— start of Excerpt to read —

Apparently the accents are skewiff as well. There's a flashlight used while the lifeboat at the end is searching for survivors, but no such technology existed in 1912. Some reports say that the third class passengers weren't held behind gates during the sinking (as shown in this movie), but testimonials from survivors say otherwise, so I guess this one is excused.
All this historical inaccuracy stuff is nit-picking, however. Others are welcome to disagree, but you're taking one a hell of an experience for granted.
Directed by: Robert Lieberman
Starring: Peter Gallagher, George C. Scott, Catherine Zeta-Jones, Eva Marie Saint, Tim Curry, Roger Rees
"I've mourned enough."
Titanic was a two-part TV movie filmed in Vancouver and starring George C. Scott as Captain Smith, Marilu Henner as Molly Brown and Eva Marie Saint and Peter Gallagher as fictional characters. The CBS movie was clearly designed to exploit the hype swirling about the then-uncompleted James Cameron film which was released in 1997.

— end of Excerpt to read —

Problems and tasks:
(a) In the Titanic film excerpt, where was the two-part TV movie filmed?
(b) Reproduce word for word the part of the Titanic film excerpt that opens with the words containing "All this historical" and closes with "released in 1997.".

— start of Extracted material —

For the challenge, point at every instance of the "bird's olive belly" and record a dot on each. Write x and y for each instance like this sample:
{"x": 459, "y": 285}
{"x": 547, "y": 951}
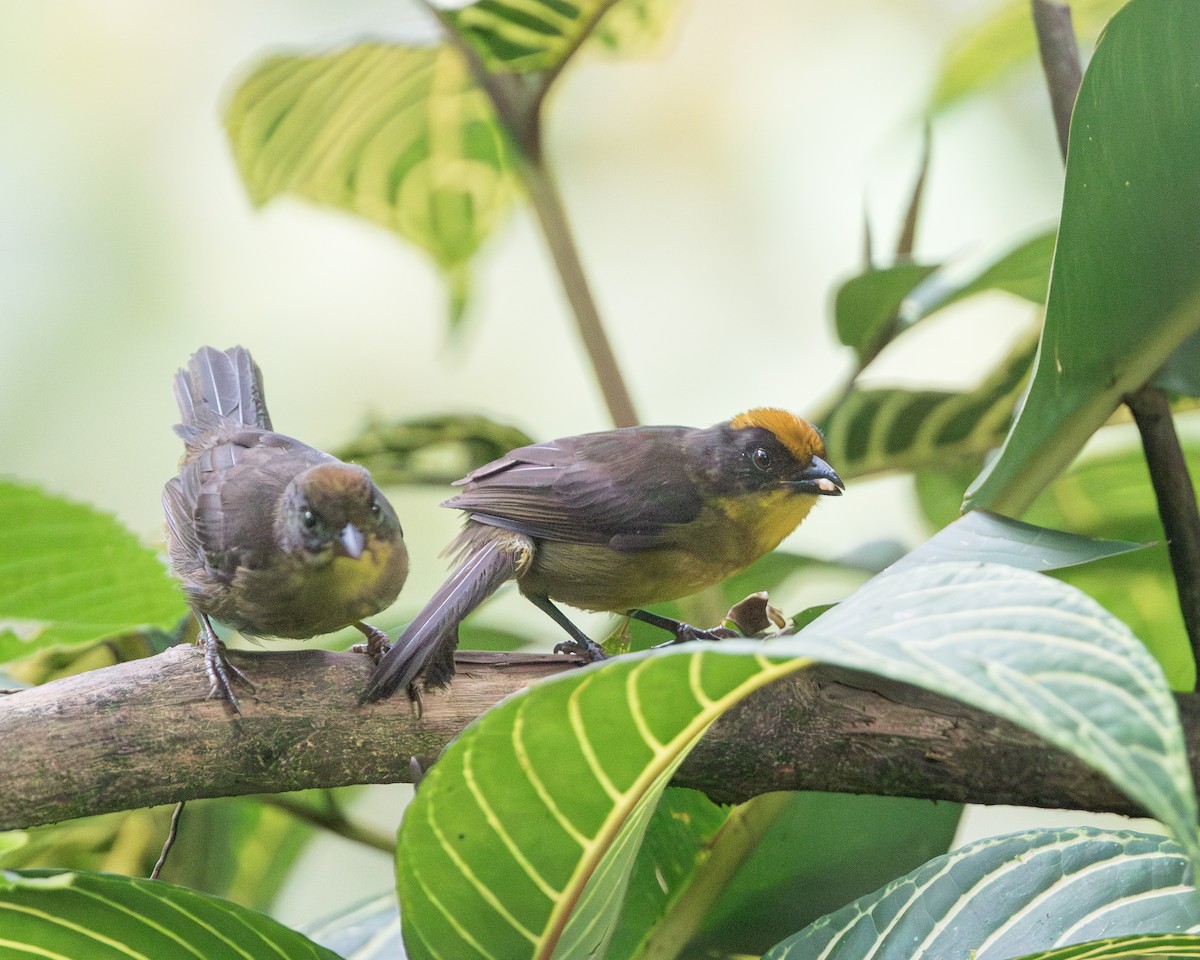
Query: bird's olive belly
{"x": 299, "y": 600}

— end of Extracted material —

Response list:
(a) In Vancouver.

(b)
All this historical inaccuracy stuff is nit-picking, however. Others are welcome to disagree, but you're taking one a hell of an experience for granted.
Directed by: Robert Lieberman
Starring: Peter Gallagher, George C. Scott, Catherine Zeta-Jones, Eva Marie Saint, Tim Curry, Roger Rees
"I've mourned enough."
Titanic was a two-part TV movie filmed in Vancouver and starring George C. Scott as Captain Smith, Marilu Henner as Molly Brown and Eva Marie Saint and Peter Gallagher as fictional characters. The CBS movie was clearly designed to exploit the hype swirling about the then-uncompleted James Cameron film which was released in 1997.